• **Information given**:
(begin)

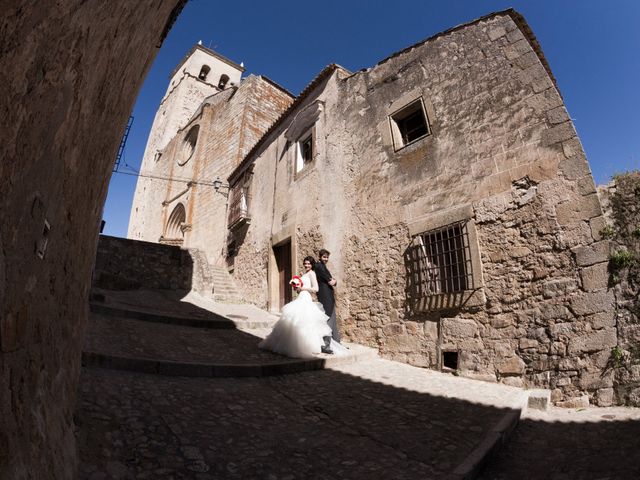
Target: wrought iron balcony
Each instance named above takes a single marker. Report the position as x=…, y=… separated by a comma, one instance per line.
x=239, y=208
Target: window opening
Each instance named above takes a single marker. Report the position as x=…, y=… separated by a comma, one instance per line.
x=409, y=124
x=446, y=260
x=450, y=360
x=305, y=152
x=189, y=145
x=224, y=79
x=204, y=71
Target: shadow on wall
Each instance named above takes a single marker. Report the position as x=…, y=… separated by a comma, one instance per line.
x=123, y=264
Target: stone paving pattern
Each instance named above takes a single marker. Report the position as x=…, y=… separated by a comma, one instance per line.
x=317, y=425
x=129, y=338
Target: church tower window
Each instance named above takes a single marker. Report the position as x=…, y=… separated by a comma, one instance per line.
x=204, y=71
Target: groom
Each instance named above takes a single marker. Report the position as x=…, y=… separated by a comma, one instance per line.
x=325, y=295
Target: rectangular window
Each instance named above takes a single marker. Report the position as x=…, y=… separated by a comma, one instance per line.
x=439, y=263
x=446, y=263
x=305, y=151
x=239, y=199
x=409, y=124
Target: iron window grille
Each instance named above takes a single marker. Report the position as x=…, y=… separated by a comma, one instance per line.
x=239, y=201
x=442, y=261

(end)

Can you reproduce all of the data above with "marker" renamed to "point" everywhere it appears and nothing else altered? Leave out the pictures.

• **The solution**:
Target: wrought iron balcony
Each instance named above takes a single point. Report the position as x=…, y=… separated by a comma, one instance per line.
x=239, y=208
Target: window opening
Each instance named above takes a single point. Report the position as x=…, y=… separated by a comma, one instance per line.
x=409, y=124
x=446, y=260
x=450, y=360
x=305, y=152
x=189, y=145
x=224, y=79
x=204, y=71
Target: shadow on wall
Each instance named above takes a single point. Report the position as x=…, y=… separated by a comma, one instance per line.
x=123, y=264
Target: stone paving pattern
Each instance named above takes a single point. Report the position as x=…, y=… separated by a comma, one instance per line.
x=317, y=425
x=129, y=338
Target: church tower window
Each instance named above takes a single point. Report the position as x=…, y=… separated by a comma, one instance per line.
x=204, y=71
Target: groom
Each instance named above takes a single point. Report the position as x=…, y=… separated by a comma, one instance per line.
x=325, y=295
Target: rectangular window
Each instance named above takes a single point. Report the position as x=…, y=… separated by a comma, one instance per line.
x=439, y=263
x=446, y=263
x=305, y=151
x=239, y=199
x=409, y=124
Target: iron window grille
Each instance named above takes a single point. Report the position as x=…, y=… separated by a comma, one instance per line.
x=239, y=201
x=442, y=261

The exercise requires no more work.